• Your assignment
An exact reproduction of all entries is required.
*** Opening of Data in this exercise ***
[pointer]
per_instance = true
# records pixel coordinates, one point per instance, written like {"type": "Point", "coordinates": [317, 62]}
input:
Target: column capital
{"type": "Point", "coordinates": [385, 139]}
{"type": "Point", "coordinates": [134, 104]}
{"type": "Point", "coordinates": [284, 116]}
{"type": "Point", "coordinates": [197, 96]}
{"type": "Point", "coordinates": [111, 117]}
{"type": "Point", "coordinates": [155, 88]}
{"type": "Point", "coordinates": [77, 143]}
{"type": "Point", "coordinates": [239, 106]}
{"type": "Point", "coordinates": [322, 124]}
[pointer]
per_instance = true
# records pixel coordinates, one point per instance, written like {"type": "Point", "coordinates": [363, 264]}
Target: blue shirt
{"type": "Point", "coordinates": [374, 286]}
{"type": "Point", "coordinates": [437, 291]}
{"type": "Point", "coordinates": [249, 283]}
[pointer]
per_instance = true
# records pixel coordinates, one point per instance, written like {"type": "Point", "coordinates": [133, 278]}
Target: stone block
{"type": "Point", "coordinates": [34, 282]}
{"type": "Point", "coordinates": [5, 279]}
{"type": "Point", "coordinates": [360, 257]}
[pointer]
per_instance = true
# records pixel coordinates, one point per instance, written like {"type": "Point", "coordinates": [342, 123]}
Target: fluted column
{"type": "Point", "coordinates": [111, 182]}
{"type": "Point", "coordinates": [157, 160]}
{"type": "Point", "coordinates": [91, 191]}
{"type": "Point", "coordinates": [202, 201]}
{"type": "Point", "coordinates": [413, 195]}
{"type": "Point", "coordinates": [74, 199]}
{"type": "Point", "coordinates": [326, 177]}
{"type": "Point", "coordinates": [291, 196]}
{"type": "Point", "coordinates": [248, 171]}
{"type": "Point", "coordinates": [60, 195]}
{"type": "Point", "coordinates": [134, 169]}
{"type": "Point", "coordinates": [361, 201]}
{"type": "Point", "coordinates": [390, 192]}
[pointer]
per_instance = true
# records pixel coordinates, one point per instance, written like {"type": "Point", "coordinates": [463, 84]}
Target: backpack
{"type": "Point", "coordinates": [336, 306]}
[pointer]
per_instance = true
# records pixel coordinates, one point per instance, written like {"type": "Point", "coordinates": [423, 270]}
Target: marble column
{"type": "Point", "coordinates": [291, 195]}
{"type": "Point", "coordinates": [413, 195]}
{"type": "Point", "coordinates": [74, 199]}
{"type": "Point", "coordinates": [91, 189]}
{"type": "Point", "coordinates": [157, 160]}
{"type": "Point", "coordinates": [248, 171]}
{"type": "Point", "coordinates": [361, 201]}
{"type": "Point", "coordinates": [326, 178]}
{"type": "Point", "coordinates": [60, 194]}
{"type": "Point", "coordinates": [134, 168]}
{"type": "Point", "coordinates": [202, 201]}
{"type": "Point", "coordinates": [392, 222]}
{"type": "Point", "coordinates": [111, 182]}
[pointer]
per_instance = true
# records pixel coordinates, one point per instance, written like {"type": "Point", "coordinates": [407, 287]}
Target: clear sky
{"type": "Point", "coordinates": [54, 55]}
*** Close of Data in this exercise ***
• Task answer
[pointer]
per_instance = true
# records pixel coordinates, one point per instance, written like {"type": "Point", "coordinates": [317, 62]}
input:
Target: column capital
{"type": "Point", "coordinates": [385, 139]}
{"type": "Point", "coordinates": [134, 104]}
{"type": "Point", "coordinates": [284, 116]}
{"type": "Point", "coordinates": [197, 96]}
{"type": "Point", "coordinates": [111, 117]}
{"type": "Point", "coordinates": [155, 88]}
{"type": "Point", "coordinates": [77, 143]}
{"type": "Point", "coordinates": [239, 106]}
{"type": "Point", "coordinates": [322, 124]}
[pointer]
per_instance = true
# records pixel coordinates, one point per instance, written like {"type": "Point", "coordinates": [363, 264]}
Target: blue shirt
{"type": "Point", "coordinates": [374, 286]}
{"type": "Point", "coordinates": [437, 291]}
{"type": "Point", "coordinates": [249, 283]}
[pointer]
per_instance = true
# records pixel coordinates, one point per instance, written like {"type": "Point", "coordinates": [133, 278]}
Target: stone block
{"type": "Point", "coordinates": [34, 282]}
{"type": "Point", "coordinates": [5, 279]}
{"type": "Point", "coordinates": [360, 257]}
[pointer]
per_instance = true
# records pixel coordinates, one point per instance, written like {"type": "Point", "coordinates": [342, 123]}
Target: fluted column
{"type": "Point", "coordinates": [111, 182]}
{"type": "Point", "coordinates": [157, 160]}
{"type": "Point", "coordinates": [91, 191]}
{"type": "Point", "coordinates": [202, 201]}
{"type": "Point", "coordinates": [413, 195]}
{"type": "Point", "coordinates": [74, 199]}
{"type": "Point", "coordinates": [326, 177]}
{"type": "Point", "coordinates": [291, 196]}
{"type": "Point", "coordinates": [248, 171]}
{"type": "Point", "coordinates": [60, 195]}
{"type": "Point", "coordinates": [134, 169]}
{"type": "Point", "coordinates": [361, 201]}
{"type": "Point", "coordinates": [390, 192]}
[pointer]
per_instance = true
# records pixel coordinates, one point per instance, written like {"type": "Point", "coordinates": [463, 84]}
Target: backpack
{"type": "Point", "coordinates": [336, 306]}
[pointer]
per_instance = true
# records pixel coordinates, one point per instance, written like {"type": "Point", "coordinates": [423, 270]}
Target: marble column
{"type": "Point", "coordinates": [291, 195]}
{"type": "Point", "coordinates": [413, 195]}
{"type": "Point", "coordinates": [74, 199]}
{"type": "Point", "coordinates": [91, 189]}
{"type": "Point", "coordinates": [157, 160]}
{"type": "Point", "coordinates": [248, 171]}
{"type": "Point", "coordinates": [361, 201]}
{"type": "Point", "coordinates": [326, 178]}
{"type": "Point", "coordinates": [60, 194]}
{"type": "Point", "coordinates": [134, 168]}
{"type": "Point", "coordinates": [202, 201]}
{"type": "Point", "coordinates": [392, 222]}
{"type": "Point", "coordinates": [111, 182]}
[pointer]
per_instance = true
# records pixel coordinates, one point per instance, written like {"type": "Point", "coordinates": [407, 287]}
Target: clear sky
{"type": "Point", "coordinates": [54, 55]}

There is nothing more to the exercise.